### Text for analysis
****************
There wasn’t really even a choice to be made. Joann and I looked into places to get pacemakers implanted, and found the wonderful doctors at the Seattle Veterinary Specialists clinic in Kirkland, Washington. Her doctor was a nice young cardiologist, who was equally stunned at her apparent lack of admitting that there was anything wrong. We moved things along as fast as we could, and I think it was October of that same year, 2013, that she had her operation, and was fitted with her very own pacemaker.

It made an odd little lump on her shoulder, and came with all sorts of warnings about how we had to make sure she didn’t play too much, and how she couldn’t exercise very much, and how she shouldn’t travel over the passes, because the change in elevation would be bad for her, and in general how her life was now very different.

Mokey didn’t care about any of that. She was just all about love and happiness.
****************
### Source information
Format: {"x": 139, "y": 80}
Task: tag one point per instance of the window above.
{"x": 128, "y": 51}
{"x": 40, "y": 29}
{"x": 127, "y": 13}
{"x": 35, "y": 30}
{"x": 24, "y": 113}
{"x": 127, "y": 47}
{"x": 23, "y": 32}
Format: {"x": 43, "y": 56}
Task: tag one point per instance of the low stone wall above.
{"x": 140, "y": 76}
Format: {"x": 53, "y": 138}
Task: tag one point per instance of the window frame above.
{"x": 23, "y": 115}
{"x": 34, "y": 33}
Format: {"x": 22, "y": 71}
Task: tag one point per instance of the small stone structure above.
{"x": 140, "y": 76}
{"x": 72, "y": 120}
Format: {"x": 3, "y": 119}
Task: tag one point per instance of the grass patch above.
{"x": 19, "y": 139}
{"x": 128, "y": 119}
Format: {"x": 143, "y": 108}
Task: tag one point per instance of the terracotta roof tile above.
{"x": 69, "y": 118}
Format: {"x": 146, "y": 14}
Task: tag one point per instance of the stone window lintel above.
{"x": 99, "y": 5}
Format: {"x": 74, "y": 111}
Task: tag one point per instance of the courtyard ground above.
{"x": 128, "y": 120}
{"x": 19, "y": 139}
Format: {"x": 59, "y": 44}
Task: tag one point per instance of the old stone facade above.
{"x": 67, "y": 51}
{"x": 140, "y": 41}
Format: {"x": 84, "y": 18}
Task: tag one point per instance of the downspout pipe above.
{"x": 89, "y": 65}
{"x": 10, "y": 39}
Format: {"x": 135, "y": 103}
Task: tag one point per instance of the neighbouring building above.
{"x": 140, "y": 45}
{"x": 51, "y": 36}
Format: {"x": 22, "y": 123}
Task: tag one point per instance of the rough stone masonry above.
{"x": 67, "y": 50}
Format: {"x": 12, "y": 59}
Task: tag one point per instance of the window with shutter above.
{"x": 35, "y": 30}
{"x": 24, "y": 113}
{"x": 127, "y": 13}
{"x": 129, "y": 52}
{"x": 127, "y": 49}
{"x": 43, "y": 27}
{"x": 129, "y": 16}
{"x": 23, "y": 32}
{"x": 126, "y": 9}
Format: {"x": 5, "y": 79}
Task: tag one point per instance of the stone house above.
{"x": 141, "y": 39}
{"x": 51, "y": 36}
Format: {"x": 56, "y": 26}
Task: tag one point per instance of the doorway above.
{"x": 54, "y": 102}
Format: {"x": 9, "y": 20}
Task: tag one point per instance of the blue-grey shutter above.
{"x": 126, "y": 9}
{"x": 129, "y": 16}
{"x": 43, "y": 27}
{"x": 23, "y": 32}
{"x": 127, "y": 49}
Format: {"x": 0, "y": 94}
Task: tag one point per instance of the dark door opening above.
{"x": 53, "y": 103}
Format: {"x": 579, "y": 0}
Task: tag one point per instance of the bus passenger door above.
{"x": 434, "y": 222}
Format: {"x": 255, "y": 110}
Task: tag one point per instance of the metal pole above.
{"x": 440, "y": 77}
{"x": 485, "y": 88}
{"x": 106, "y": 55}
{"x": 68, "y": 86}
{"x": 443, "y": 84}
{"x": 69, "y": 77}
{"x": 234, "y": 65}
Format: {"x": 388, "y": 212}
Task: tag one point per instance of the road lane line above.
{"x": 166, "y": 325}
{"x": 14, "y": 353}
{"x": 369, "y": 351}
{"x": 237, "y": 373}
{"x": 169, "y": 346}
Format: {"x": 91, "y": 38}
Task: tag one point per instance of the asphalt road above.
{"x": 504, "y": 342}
****************
### Instructions to follow
In the account of Mokey's pacemaker, in which city and state was the veterinary clinic that did the implant?

### Response to this task
Kirkland, Washington